* Stated exercise A: Can you repeat, word for word, the part of the financial excerpt that opens with the words containing "- In the Automotive" and closes with "overall market trends."?

* Quoted text:
────
In view of the current significant deterioration in the sales situation and the emerging uncertainty in the supply of parts, Diess announced interruptions in production at the Group's sites in Europe. Production at the Spanish plants, Setubal in Portugal, Bratislava in Slovakia and the Lamborghini and Ducati plants in Italy will be interrupted this week, while most of the Group's other German and European plants are currently preparing a production interruption, probably for two weeks. In China, on the other hand, production has resumed, with the exception of the plants in Changsha and Urumqi.
- Sales revenue increased by EUR 16.8 billion to EUR 252.6 billion.
- Operating profit before special items rose to EUR 19.3 (17.1) billion.
- Negative special items in connection with diesel decreased to EUR 2.3 (3.2) billion.
- In the Automotive Division, net cash flow in-creased markedly to EUR 10.8 (-0.3) billion, with net liquidity reaching EUR 21.3 (19.4) billion.
- Board of Management and Supervisory Board propose an increase of the dividend to EUR 6.50 (4.80) per ordinary share and EUR 6.56 (4.86) per preferred share. This would raise the payout ratio to 24.5 (20.4) percent.
- At 7.6 (7.3) percent, the operating return on sales before special items slightly exceeded the forecasted range for 2019. Oper-ating profit also improved to EUR 17.0 (13.9) billion.
- Deliveries to customers slightly increased to 10.97 million vehicles (+1.3 percent). Growth was recorded above all in Europe and South America, while deliveries to customers in North America and the Asia-Pacific region slightly declined due to overall market trends.
────
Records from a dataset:
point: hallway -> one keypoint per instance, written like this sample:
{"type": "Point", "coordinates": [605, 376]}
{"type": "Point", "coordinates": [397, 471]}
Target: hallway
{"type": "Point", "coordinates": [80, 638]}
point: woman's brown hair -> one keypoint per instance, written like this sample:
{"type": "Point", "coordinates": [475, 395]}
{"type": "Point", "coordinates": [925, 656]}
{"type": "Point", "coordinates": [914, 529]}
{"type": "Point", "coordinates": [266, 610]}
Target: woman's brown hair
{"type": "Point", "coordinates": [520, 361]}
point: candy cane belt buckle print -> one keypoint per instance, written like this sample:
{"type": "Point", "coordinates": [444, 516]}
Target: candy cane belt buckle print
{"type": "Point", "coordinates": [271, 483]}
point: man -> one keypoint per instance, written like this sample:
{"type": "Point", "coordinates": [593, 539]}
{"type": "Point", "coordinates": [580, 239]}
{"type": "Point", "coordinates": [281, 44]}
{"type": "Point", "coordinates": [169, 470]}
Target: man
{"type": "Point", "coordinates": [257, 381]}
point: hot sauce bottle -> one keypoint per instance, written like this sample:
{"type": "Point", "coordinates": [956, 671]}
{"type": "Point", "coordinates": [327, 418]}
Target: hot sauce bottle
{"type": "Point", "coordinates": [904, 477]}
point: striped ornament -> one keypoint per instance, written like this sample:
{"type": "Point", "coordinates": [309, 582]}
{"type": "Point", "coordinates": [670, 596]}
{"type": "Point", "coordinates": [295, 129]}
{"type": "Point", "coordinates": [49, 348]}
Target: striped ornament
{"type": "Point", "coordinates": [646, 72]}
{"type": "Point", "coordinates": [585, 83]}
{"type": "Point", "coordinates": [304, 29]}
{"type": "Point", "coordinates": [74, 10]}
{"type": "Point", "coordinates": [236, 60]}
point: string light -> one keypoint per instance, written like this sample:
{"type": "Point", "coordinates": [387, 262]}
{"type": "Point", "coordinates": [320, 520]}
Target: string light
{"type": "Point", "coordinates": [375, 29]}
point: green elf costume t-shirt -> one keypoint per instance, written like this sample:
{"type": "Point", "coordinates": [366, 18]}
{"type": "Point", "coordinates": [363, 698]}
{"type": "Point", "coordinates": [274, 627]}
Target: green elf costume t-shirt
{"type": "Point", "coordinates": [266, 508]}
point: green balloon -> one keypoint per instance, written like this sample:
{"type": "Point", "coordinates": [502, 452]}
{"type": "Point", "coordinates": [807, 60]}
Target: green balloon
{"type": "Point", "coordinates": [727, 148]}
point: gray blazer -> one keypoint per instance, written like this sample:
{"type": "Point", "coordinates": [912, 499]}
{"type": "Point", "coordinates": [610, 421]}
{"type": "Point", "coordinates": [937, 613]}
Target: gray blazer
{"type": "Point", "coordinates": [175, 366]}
────
* Stated exercise B: Which lines in the records hold the word "bottle"? Pick out each of them and copy it in full.

* Full response A:
- In the Automotive Division, net cash flow in-creased markedly to EUR 10.8 (-0.3) billion, with net liquidity reaching EUR 21.3 (19.4) billion.
- Board of Management and Supervisory Board propose an increase of the dividend to EUR 6.50 (4.80) per ordinary share and EUR 6.56 (4.86) per preferred share. This would raise the payout ratio to 24.5 (20.4) percent.
- At 7.6 (7.3) percent, the operating return on sales before special items slightly exceeded the forecasted range for 2019. Oper-ating profit also improved to EUR 17.0 (13.9) billion.
- Deliveries to customers slightly increased to 10.97 million vehicles (+1.3 percent). Growth was recorded above all in Europe and South America, while deliveries to customers in North America and the Asia-Pacific region slightly declined due to overall market trends.

* Full response B:
point: hot sauce bottle -> one keypoint per instance, written like this sample:
Target: hot sauce bottle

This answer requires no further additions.